Source text:
-- BEGIN --

Japanese in South America...

TRox51 at aol.com TRox51 at aol.com
Wed May 3 11:46:53 PDT 2000


On Japanese emigration to SA -

One interesting point here - after WW2, the US forcibly relocated thousands of Okinawans, primarily farmers and trade unionists, to South America, and literally dumped them in a completely undeveloped parcel of land in Bolivia. The people moved were either farmers who were forced from their land to make way for Kadena Air Force Base (which was built during the Korean War) and 'communist' labor leaders who had organized unions among the Okinawan workers who built the US bases and worked at cafeterias, gardens etc for the military. It is a sad and virtually unknown chapter of US military history in Asia. The Japan Policy Research Center in San Diego has published extensive work on this episode, which should serve as another reminder of the terrible toll the Cold War had on Asia - and why US military policy in Asia must change. Tim Shorrock


> I have a dumb question Jean-Christophe: what were the forces behind those
> massive emigration waves? That was right during the time of opening up
> and modernization, right? And why to South America?

-- END --

Given data:
-- BEGIN --

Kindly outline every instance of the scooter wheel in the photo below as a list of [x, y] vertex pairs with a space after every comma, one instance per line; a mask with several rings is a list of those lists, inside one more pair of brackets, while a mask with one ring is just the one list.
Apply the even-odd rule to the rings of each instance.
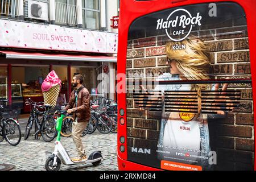
[[[93, 156], [93, 159], [95, 159], [97, 158], [102, 158], [102, 156], [101, 155], [101, 154], [100, 154], [100, 153], [96, 153]], [[100, 164], [101, 162], [101, 159], [96, 162], [94, 162], [94, 163], [92, 163], [92, 164], [94, 166], [98, 166], [98, 164]]]
[[57, 157], [57, 165], [56, 166], [53, 166], [53, 156], [49, 157], [46, 160], [46, 164], [44, 165], [46, 171], [59, 171], [60, 169], [60, 165], [61, 164], [61, 161], [60, 158]]

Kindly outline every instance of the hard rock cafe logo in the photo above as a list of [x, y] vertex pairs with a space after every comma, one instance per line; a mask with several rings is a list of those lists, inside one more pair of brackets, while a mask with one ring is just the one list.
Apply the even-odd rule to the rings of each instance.
[[194, 113], [179, 113], [180, 118], [185, 122], [191, 121], [195, 117]]
[[[189, 102], [189, 100], [188, 100], [188, 102]], [[186, 107], [189, 107], [189, 105], [188, 104], [188, 102], [181, 102], [183, 105], [182, 106], [182, 109], [180, 109], [180, 111], [179, 113], [179, 115], [180, 116], [180, 119], [185, 122], [189, 122], [193, 119], [196, 115], [194, 113], [189, 113], [189, 109], [186, 109]], [[183, 109], [184, 108], [184, 109]], [[184, 112], [185, 111], [185, 112]]]
[[[180, 15], [180, 12], [183, 15]], [[179, 15], [175, 16], [175, 14], [177, 13]], [[192, 16], [188, 11], [183, 9], [179, 9], [172, 11], [166, 20], [164, 20], [163, 18], [159, 19], [156, 21], [156, 30], [165, 29], [166, 34], [171, 40], [175, 42], [181, 41], [190, 34], [194, 25], [201, 26], [201, 19], [202, 16], [200, 15], [200, 13], [197, 13], [196, 16]], [[189, 30], [187, 33], [185, 33], [185, 30], [188, 26]], [[168, 31], [171, 28], [175, 28], [175, 30], [171, 31], [170, 34]], [[174, 36], [179, 36], [179, 37], [176, 38]]]

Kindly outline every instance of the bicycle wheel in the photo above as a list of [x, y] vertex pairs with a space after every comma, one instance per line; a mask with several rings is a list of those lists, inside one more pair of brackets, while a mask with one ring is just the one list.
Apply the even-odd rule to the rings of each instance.
[[20, 142], [21, 131], [17, 121], [12, 118], [6, 120], [6, 125], [4, 125], [4, 136], [7, 142], [12, 145], [16, 146]]
[[25, 134], [24, 134], [24, 139], [26, 140], [30, 135], [30, 130], [31, 130], [32, 126], [33, 126], [34, 119], [31, 118], [30, 116], [28, 118], [28, 121], [26, 126]]
[[55, 120], [53, 117], [49, 117], [47, 120], [43, 117], [40, 120], [42, 120], [41, 133], [43, 139], [47, 142], [52, 141], [57, 135]]
[[97, 129], [101, 133], [106, 134], [112, 130], [112, 122], [108, 119], [104, 119], [101, 117], [99, 118]]
[[109, 115], [109, 117], [112, 119], [112, 125], [113, 127], [111, 132], [114, 133], [117, 133], [117, 114], [112, 114]]
[[3, 141], [3, 122], [2, 120], [0, 120], [0, 142]]
[[[90, 124], [90, 125], [89, 125], [89, 124]], [[88, 133], [86, 134], [92, 134], [96, 130], [97, 126], [98, 126], [98, 120], [97, 119], [97, 118], [95, 117], [94, 117], [93, 115], [91, 115], [90, 119], [89, 121], [89, 123], [88, 123], [86, 127], [85, 128], [85, 131], [84, 133], [88, 131]], [[82, 136], [84, 136], [82, 135]]]
[[72, 135], [73, 117], [68, 116], [62, 121], [62, 128], [60, 134], [64, 137], [69, 137]]

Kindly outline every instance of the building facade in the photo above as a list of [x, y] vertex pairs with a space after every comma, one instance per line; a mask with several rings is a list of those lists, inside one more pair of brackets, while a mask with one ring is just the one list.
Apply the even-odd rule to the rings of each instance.
[[[26, 111], [43, 100], [40, 85], [51, 70], [67, 101], [80, 73], [92, 98], [115, 99], [118, 1], [0, 1], [0, 98]], [[96, 89], [97, 88], [97, 89]], [[96, 91], [97, 90], [97, 91]]]

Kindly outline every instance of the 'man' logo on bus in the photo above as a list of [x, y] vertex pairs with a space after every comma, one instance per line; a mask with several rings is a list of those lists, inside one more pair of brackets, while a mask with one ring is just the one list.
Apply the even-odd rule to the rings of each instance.
[[[182, 15], [181, 15], [181, 13]], [[175, 16], [175, 14], [179, 14], [179, 15]], [[163, 18], [158, 19], [156, 30], [165, 29], [166, 34], [171, 40], [181, 41], [190, 34], [193, 26], [196, 24], [201, 26], [201, 19], [202, 16], [200, 15], [200, 13], [197, 13], [196, 16], [192, 17], [188, 11], [179, 9], [172, 11], [166, 20], [164, 20]], [[187, 30], [188, 31], [186, 33], [187, 27], [189, 30]], [[168, 32], [170, 29], [171, 34], [169, 34]]]
[[151, 154], [150, 149], [142, 148], [139, 148], [138, 149], [137, 147], [135, 148], [131, 147], [131, 152], [136, 153], [148, 154]]

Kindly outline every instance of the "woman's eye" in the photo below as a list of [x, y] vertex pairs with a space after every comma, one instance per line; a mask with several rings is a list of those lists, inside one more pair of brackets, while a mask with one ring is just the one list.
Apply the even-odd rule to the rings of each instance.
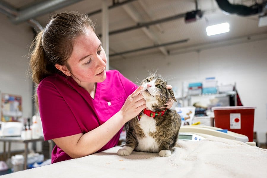
[[162, 85], [156, 85], [156, 86], [157, 87], [157, 88], [162, 88]]
[[100, 50], [100, 51], [98, 51], [97, 52], [97, 54], [98, 54], [98, 55], [99, 55], [99, 54], [100, 54], [100, 53], [101, 53], [101, 51], [102, 51], [102, 50]]
[[90, 61], [91, 61], [91, 60], [90, 59], [90, 60], [89, 60], [89, 61], [88, 62], [87, 62], [87, 63], [85, 63], [84, 64], [85, 64], [85, 65], [86, 65], [86, 64], [89, 64], [89, 63], [90, 63]]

-- END --

Written tasks:
• 1. Sum up the post on Japanese emigration to South America in two sentences.
• 2. Name every war that the post on Japanese emigration to South America mentions.
• 3. Carry on the post on Japanese emigration to South America from its last line.

Answer list:
• 1. After WW2, the US forcibly moved thousands of Okinawans, mostly farmers pushed off land for Kadena Air Force Base and labor leaders who had organized base workers, to South America and left them on undeveloped land in Bolivia. Tim Shorrock calls this a sad and virtually unknown chapter of US military history in Asia, and notes that the Japan Policy Research Center in San Diego has published extensive work on it.

• 2.
- WW2
- the Korean War
- the Cold War

• 3.
>
> Michael

I can't check much at home but I can try to answer : this 'opening and modernization' is mostly a period of accelerated capital accumulation, with incredible poverty and of course rural exodus. Plus the search for political freedom and the new possibility to leave the country (after 250 years of stricly enforced closed country policy). I know there are stats about the kind of people who left (business men, workers, peasants...) but I don't have them here. :-(

Why SA ? Well, obviously not only SA. Also Hawai, Hokkaido (the big island in the north, that is part of Japan only after Meiji) and also Korea, China when military imperialism starts to take over, also the USA. I mentioned SA only because it is mostly the descendants of emigrants to SA that came back through the new visa law. The ones in the USA fared much better, and the ones in Korea and China either came back right after the war or were kept (in China) until very recently (but their children have easy access to Japan soil through other kinds of visas). I suppose all the figures are somewhere but we have a long vacation (three days ... they call it the Golden Week) so I won't be in the office for a little while. I'll try to do better next week :-)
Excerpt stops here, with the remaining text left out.